Passage for review -
This connection is achieved using the Flatten operation.
# 21.b.9 Flatten the tensor for the fully connected layer
x = torch.flatten(x, 1)
The Flatten function is super simple. It flattens the tensor, taking a matrix and converting it into a one-dimensional object.
It’s like transforming the data into a simple table, which I can now feed into a fully connected neural network model, where the layers are linear layers — exactly the fully connected (FC) layers.
So, I take the result from the Flatten operation and pass it through the first fully connected layer.
# 21.b.10 Apply the first fully connected layer
x = self.fc1(x)
If I keep using only fully connected (FC) layers, the same problem that occurred with convolution will happen. At some point, the results of the mathematical operations would become very large.
So, I’ll use ReLU again. However, when doing this, the model might learn too much, leading to overfitting. To address this, I’ll apply Dropout.
Why don’t I need Max Pooling? Because I no longer have a matrix — I now have a vector. Max Pooling doesn’t apply in this case.
Thus, I take the fully connected layer, pass it through the ReLU activation, and then apply another Dropout layer to prevent overfitting.
# 21.b.10 Apply the first fully connected layer
x = self.fc1(x)
# 21.b.11 Apply the ReLU activation function
x = F.relu(x)
# 21.b.12 Apply the second dropout layer
x = self.dropout2(x)
I continue this process with each fully connected layer, followed by ReLU, until I reach the final layer, which is the Softmax.
# 21.b.18 Return the softmax output along dimension 1 (commonly used for classification)
return F.log_softmax(x, dim=1)
The Softmax layer is responsible for delivering the classification.
It outputs probabilities, meaning that with everything the model has learned so far, for a given image, I’ll have the probability of each class associated with that image.
You’re probably familiar with probabilities, but I’ll explain them anyway.
According to probability theory, a probability is a value between 0 and 1. There’s no such thing as a negative probability, nor a probability greater than 1.
You can multiply it by 100 to express it as a percentage, ranging from 0% to 100%.
The output of our neural network will indeed be interpreted as probabilities. This means we’ll have values for each class, summing up to 100%.
What do I do next? I take the highest probability. The highest probability represents the predicted class at the network’s output.
And all of this is simply remarkable!
So, I’ve now explained the entire architecture behind our model. We can even create it now. I’ve already executed all the previous cells, built the architecture, and now we can proceed to create the model and continue with the training.
16. Sending the Model to the Device
We now have our architecture. We also have the structure of the model that we’ll train next.
This architecture is entirely up to you to design and define.
You’ll choose the components, assemble everything into a Python class, and then proceed with the programming work.
Let’s go ahead and create an instance of the class:
# 22 Instantiate the model using the CustomNet class
# Initializes the deep learning model
model = CustomNet()

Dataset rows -
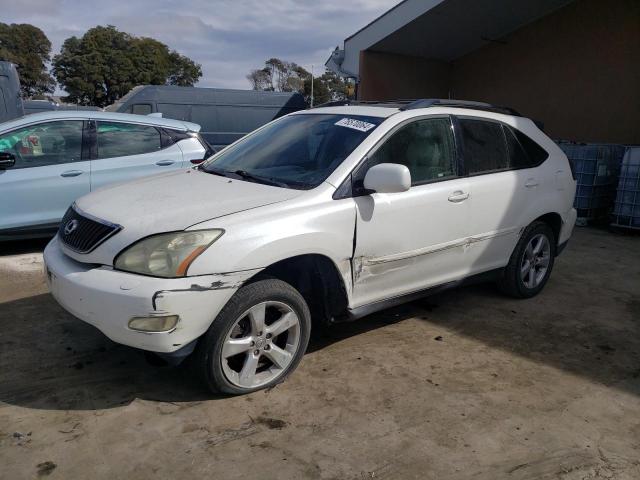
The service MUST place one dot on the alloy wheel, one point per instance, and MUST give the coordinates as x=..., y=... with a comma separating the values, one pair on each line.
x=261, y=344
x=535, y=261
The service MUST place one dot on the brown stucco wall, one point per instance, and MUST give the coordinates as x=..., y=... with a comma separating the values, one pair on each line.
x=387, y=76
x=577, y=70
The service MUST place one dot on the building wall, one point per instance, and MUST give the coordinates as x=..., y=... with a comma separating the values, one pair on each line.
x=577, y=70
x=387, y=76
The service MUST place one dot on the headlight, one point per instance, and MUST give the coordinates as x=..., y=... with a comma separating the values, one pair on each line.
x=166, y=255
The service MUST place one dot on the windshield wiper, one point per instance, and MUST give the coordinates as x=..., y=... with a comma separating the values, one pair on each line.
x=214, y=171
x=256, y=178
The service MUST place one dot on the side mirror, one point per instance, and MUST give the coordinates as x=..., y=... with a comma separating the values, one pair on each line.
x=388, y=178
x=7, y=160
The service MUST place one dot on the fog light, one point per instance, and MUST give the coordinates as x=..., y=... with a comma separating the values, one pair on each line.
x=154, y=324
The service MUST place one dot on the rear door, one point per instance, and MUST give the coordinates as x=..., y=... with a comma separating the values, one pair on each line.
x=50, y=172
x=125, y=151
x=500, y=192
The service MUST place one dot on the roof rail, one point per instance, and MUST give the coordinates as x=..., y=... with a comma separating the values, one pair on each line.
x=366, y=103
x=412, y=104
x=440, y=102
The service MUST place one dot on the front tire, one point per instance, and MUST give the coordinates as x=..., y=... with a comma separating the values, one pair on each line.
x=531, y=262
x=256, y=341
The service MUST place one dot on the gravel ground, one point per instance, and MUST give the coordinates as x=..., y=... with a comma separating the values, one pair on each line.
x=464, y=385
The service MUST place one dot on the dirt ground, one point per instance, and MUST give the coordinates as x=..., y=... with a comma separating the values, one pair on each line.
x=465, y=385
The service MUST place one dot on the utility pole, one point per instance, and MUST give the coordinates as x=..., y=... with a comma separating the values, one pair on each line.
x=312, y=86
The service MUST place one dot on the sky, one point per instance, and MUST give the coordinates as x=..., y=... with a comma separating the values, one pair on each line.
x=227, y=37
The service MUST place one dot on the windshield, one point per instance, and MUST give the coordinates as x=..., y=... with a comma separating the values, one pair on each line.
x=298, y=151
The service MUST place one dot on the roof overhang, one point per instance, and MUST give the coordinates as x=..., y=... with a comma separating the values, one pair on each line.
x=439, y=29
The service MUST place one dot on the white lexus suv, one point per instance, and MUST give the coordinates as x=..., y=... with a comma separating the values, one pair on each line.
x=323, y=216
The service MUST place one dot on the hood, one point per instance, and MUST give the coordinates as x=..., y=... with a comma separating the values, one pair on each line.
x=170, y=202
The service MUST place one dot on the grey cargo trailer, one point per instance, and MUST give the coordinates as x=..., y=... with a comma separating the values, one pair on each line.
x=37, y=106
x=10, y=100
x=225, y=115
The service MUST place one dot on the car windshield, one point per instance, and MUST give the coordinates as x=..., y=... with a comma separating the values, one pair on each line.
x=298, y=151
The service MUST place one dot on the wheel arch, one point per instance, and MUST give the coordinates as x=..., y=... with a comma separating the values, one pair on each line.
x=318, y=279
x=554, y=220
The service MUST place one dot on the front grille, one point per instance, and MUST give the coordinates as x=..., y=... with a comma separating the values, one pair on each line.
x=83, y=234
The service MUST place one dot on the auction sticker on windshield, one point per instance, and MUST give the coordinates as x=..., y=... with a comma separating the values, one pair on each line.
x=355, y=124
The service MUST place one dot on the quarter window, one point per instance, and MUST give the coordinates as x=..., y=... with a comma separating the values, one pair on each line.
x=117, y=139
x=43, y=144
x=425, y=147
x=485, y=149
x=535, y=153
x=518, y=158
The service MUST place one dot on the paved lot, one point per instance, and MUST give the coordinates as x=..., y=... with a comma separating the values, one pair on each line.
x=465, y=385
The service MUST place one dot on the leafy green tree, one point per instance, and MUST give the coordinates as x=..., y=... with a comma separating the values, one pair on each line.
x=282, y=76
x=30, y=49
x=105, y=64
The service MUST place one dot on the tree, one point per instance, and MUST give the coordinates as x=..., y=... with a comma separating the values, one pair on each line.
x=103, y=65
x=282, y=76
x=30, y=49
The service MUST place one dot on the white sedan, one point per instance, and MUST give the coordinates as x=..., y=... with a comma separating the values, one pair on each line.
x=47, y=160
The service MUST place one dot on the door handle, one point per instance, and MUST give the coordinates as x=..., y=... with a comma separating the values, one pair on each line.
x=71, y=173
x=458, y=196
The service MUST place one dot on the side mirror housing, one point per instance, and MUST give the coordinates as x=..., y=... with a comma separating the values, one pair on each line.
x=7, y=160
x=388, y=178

Problems to work on -
[1] In the neural network tutorial, why is Max Pooling not used after the fully connected layer?
[2] Continue the neural network tutorial from where it stops.
The rows have no connection to the neural network tutorial.

Answer set -
[1] Because the data is no longer a matrix but a vector, so Max Pooling doesn't apply.

[2]
Let’s create the model and print it to verify the architecture in detail:
# 22.b Print the model architecture
print(model)
We now have the architecture we just created. This will be used to populate values within each component.
Our goal here is to learn the weights and coefficients. From there, we’ll be able to use the model to make predictions.
Let’s send the model to the device:
# 23. Define the device
# 23.a Check if a GPU is available; otherwise, use the CPU
device = torch.device("cuda:0" if torch.cuda.is_available() else "cpu")
# 23.b Print the selected device
print(device)
# -----> cuda:0
In our case, we’re using the GPU.
So, I’ll load the model into the GPU’s memory to speed up the process. Shortly, I’ll train the model directly on the GPU.
Here, we define the device, and then we send the model directly to the device:
# 23.c Send the model to the selected device
model.to(device) # Moves the model to GPU if available; otherwise, keeps it on CPU
Done! The model is now on the device with its complete architecture.
The convolutional neural network architecture is finished. That’s it.
However, to make this work, I’ll need at least two more components.
17. Selecting the Loss Function
I want to explain the concept of the loss function in a very intuitive way and why we need it.
To do this, let’s do a mental exercise together. Follow along with me. I have the Forward method:
21.b Define the forward method for the forward pass
def forward(self, x):
This method is responsible for performing a training pass.
Let’s walk through a pass together. Imagine an image — a matrix of pixels.
# 21.b.1 Apply the first convolutional layer
x = self.conv1(x)
# 21.b.2 Apply the ReLU activation function
x = F.relu(x)
# 21.b.3 Apply the second convolutional layer
x = self.conv2(x)
# 21.b.4 Apply the ReLU activation function
x = F.relu(x)
# 21.b.5 Apply the third convolutional layer
x = self.conv3(x)
# 21.b.6 Apply the ReLU activation function
x = F.relu(x)
# 21.b.7 Apply max pooling with a 2x2 kernel
x = F.max_pool2d(x, 2)
# 21.b.8 Apply the first dropout layer
x = self.dropout1(x)
I take this matrix and feed it into conv1. The conv1 layer applies a 3x3 kernel, multiplies it by the pixel matrix, and generates an output, which is the result of the mathematical operation.
Next, I pass this output through ReLU. If there’s a negative value, it becomes zero. If there’s a positive value, it remains in the resulting matrix.
I then take this resulting matrix and apply another convolutional layer. Once again, the kernel performs the multiplication.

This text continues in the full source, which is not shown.